**Tasks**
A. Reproduce word for word the rows from the line with "window in the image above." to the final row.
B. Extend the post about a dual-hero game idea with a prince and a girl, picking up after its last line.

**Extract provided**
■ ■ ■

To add on Alfadorredeux's idea, is the prince the only one who needs to change? How would the girl do things? Is she a rough-and-tumble tomboy with a temper, or the quiet and kind mage-type? Would she simply wait for the prince to save her, or would she be proactive? Maybe she ends up in the past, where an ancestor of hers does something that gives her family a black name. Does she try and prevent that from happening? Would her efforts unintentionally undermine the prince's efforts to save her? I guess what I'm trying to get at is maybe have a dual-hero system where you control both characters at differing points, and have both parties meet and join up eventually.

Just my 2˘.

■ ■ ■

**Given records**
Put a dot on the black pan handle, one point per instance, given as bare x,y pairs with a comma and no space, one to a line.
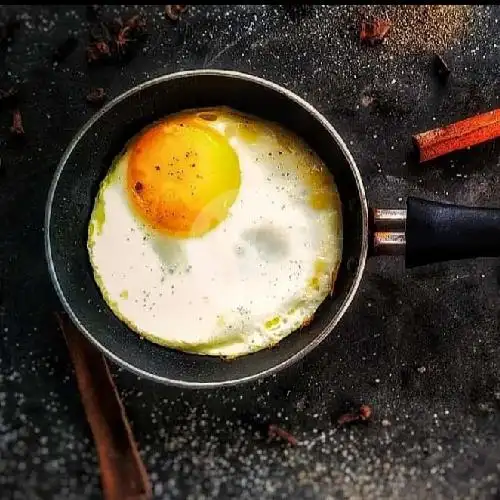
428,232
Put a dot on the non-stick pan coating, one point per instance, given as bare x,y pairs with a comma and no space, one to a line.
85,164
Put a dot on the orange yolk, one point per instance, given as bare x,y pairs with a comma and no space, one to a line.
183,177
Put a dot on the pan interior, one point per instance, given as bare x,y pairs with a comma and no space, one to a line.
86,164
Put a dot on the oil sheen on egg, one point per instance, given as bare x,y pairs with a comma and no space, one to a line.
216,233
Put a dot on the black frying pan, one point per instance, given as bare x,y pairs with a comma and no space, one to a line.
426,232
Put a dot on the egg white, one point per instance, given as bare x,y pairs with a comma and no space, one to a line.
258,276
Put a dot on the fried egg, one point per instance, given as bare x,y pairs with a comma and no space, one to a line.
216,233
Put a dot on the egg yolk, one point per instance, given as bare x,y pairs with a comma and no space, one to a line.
183,177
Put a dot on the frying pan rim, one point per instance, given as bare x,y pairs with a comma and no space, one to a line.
332,322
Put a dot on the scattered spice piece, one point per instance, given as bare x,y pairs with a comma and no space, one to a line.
275,431
374,32
123,475
65,49
115,40
362,415
421,28
460,135
173,12
17,123
96,96
441,68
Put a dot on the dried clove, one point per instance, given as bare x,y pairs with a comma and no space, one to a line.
173,12
275,431
17,123
374,32
111,41
363,414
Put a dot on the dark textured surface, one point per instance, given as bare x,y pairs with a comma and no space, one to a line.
422,347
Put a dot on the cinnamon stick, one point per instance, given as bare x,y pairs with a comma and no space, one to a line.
123,475
457,136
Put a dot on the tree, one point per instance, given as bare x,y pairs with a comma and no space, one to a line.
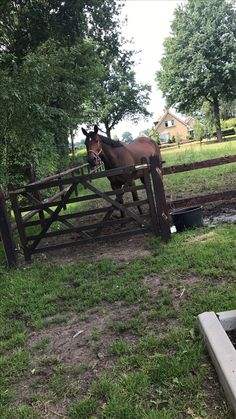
127,137
49,66
199,62
119,96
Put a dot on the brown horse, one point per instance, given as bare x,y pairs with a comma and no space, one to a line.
117,154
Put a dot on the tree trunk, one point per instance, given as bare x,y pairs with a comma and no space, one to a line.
217,118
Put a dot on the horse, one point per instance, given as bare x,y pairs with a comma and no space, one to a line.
116,154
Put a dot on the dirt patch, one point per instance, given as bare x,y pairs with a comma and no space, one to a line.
202,237
81,346
121,250
232,335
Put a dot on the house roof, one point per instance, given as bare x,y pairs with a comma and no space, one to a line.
171,114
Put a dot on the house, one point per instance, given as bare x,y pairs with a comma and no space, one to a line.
171,127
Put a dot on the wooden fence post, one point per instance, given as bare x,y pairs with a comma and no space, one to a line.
19,221
159,192
150,197
6,232
37,195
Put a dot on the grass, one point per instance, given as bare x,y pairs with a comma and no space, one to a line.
202,180
188,153
148,359
159,367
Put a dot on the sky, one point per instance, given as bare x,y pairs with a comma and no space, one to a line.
148,24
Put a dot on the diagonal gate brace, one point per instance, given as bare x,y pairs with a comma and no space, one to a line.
116,204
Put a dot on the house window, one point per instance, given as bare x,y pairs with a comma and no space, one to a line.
170,123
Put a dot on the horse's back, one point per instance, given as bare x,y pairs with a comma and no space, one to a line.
143,147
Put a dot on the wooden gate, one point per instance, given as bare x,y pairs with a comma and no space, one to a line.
52,222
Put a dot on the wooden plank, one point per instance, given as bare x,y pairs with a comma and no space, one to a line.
73,215
115,203
48,203
94,226
199,165
160,199
77,179
202,199
48,210
60,174
53,218
6,232
127,233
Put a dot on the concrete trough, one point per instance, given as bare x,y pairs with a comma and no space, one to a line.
223,354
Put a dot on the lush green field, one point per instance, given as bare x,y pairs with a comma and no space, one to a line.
150,359
203,180
109,339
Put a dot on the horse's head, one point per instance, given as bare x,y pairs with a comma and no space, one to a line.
93,146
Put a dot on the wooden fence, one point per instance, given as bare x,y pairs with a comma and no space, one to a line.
70,185
42,233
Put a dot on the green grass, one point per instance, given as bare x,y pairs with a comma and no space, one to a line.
158,365
155,363
200,181
188,153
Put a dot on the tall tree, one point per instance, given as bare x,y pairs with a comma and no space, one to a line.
119,96
49,66
199,61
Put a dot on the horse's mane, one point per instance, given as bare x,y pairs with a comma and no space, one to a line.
109,141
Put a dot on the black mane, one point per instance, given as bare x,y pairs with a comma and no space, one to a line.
109,141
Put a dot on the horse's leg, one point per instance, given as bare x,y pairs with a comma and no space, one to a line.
135,196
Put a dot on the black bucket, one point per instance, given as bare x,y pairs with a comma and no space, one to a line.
187,218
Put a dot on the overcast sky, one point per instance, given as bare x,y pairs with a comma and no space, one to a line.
148,24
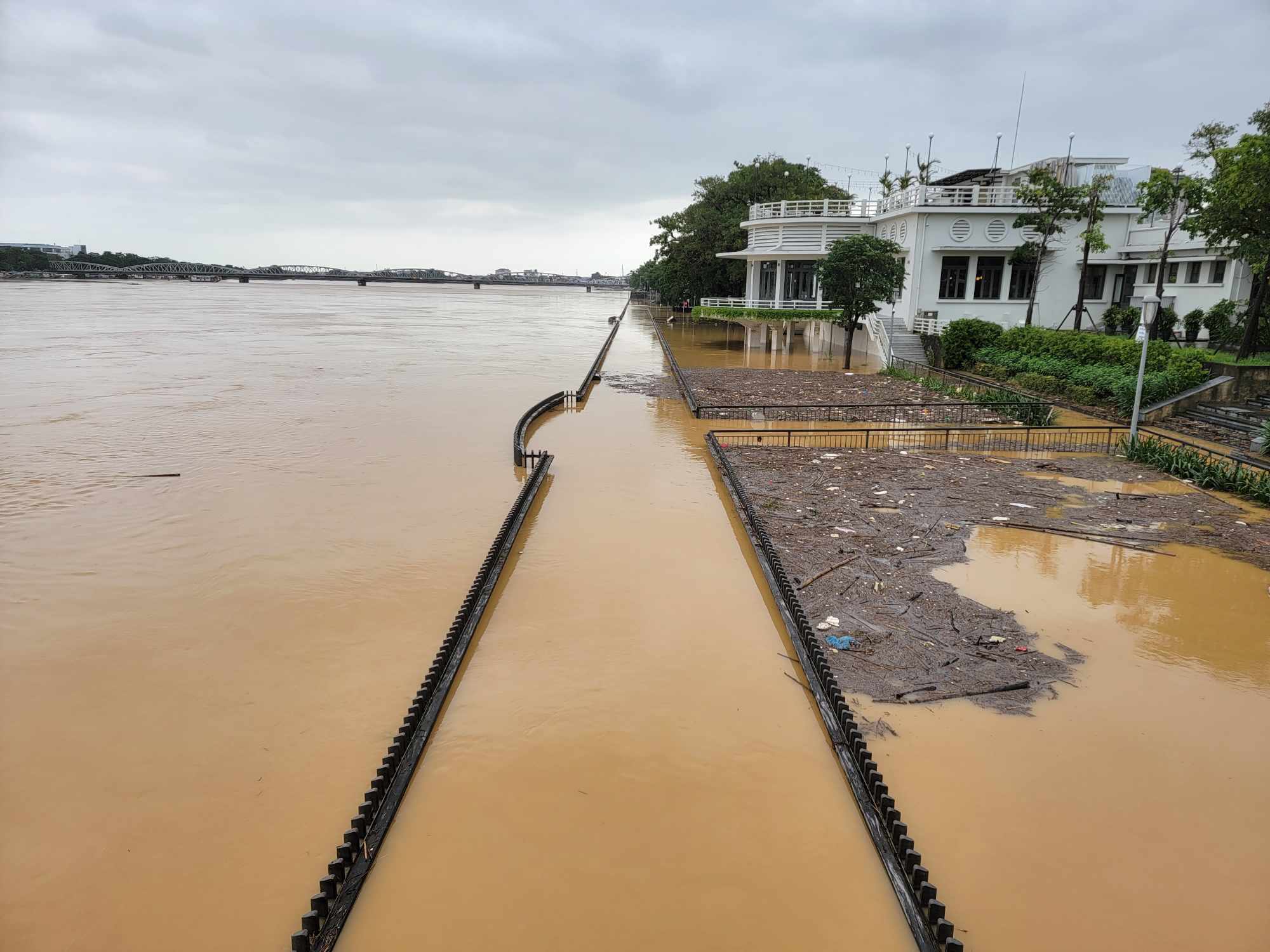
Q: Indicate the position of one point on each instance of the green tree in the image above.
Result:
(1053, 205)
(1093, 235)
(857, 275)
(1165, 194)
(1233, 208)
(688, 242)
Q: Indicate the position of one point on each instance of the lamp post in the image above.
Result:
(1150, 308)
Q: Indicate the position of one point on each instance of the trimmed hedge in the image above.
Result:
(700, 313)
(1090, 369)
(961, 340)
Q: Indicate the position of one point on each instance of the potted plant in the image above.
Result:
(1192, 323)
(1112, 319)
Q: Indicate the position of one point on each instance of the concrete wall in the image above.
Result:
(1249, 381)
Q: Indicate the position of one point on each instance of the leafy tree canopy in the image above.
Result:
(684, 265)
(858, 275)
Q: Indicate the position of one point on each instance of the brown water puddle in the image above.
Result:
(1131, 813)
(722, 345)
(625, 764)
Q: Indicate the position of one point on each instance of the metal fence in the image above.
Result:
(675, 369)
(947, 412)
(973, 440)
(926, 915)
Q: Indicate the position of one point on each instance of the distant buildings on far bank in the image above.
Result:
(46, 248)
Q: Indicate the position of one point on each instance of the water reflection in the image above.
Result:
(1196, 607)
(723, 345)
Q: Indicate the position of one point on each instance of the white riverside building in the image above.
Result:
(49, 249)
(958, 234)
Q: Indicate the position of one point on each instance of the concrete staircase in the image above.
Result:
(1244, 420)
(907, 346)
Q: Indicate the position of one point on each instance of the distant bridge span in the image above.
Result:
(312, 272)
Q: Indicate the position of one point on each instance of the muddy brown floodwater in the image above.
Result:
(721, 345)
(201, 673)
(624, 765)
(1131, 813)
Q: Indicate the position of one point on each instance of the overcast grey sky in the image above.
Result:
(481, 135)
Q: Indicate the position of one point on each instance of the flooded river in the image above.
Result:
(200, 673)
(1131, 813)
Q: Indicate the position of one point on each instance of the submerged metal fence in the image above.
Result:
(971, 440)
(910, 879)
(338, 890)
(946, 412)
(1006, 440)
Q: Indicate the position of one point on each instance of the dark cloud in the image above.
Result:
(491, 134)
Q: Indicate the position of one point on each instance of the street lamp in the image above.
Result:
(1150, 308)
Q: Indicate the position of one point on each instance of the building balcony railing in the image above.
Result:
(815, 209)
(915, 196)
(766, 304)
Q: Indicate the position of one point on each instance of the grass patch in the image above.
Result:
(1224, 357)
(1205, 470)
(1029, 414)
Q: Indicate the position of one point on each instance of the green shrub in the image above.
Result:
(1100, 379)
(1193, 322)
(1038, 383)
(990, 370)
(1206, 470)
(1081, 395)
(1219, 321)
(965, 337)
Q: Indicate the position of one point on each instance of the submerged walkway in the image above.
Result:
(624, 765)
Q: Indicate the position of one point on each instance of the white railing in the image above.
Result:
(878, 332)
(765, 304)
(926, 323)
(815, 209)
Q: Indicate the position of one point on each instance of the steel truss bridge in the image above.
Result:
(311, 272)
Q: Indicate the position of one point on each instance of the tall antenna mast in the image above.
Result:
(1020, 116)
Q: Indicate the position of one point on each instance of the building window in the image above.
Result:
(987, 279)
(1095, 279)
(768, 281)
(953, 277)
(1023, 276)
(801, 281)
(1131, 279)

■ ■ ■

**Results of the tasks**
A.
Q: Indicate the position of one point on each instance of the building window in the image above.
Result:
(987, 279)
(1095, 279)
(768, 281)
(953, 277)
(1023, 276)
(801, 281)
(1131, 279)

B.
I like this idea, but let me suggest that you move away from princes and princesses and ground this story in a more contemporary setting - like in the world we know.  This would be more of a science-fiction story than a pure fantasy, but I think time-travel lends itself better to that genre - Chrono notwithstanding.  A really bold storyteller could introduce situations that challenge conventional notions of virtue by not shying away from hard questions - two protagonists that take differing views on how history unfolded, and act according to those beliefs.  For example, if you could prevent 9/11, would you?  What would be the consequences of doing so?  For that matter, the 2000 presidential election was so close that the interference of a time-traveler could easily change the final result.  Would there be unintended consequences from an Al Gore presidency?  Would George W. Bush challenge him again in 2004 and win?  Would Barack Obama be able to defeat George Bush in 2008, assuming that 9/11 and the wars in Iraq and Afghanistan never happened?  How would all of this reflect on peace in the middle-east or on Russia's desire to restore its former sphere of influence?  There are many directions and themes the storyteller could explore while in no way linking themselves to an existing IP.

As to the gameplay, consider a Metal Gear Solid approach to changing history rather than balls-to-the-wall gunplay.  Cinematically, MGS is also a good approach to take with a time-traveling story.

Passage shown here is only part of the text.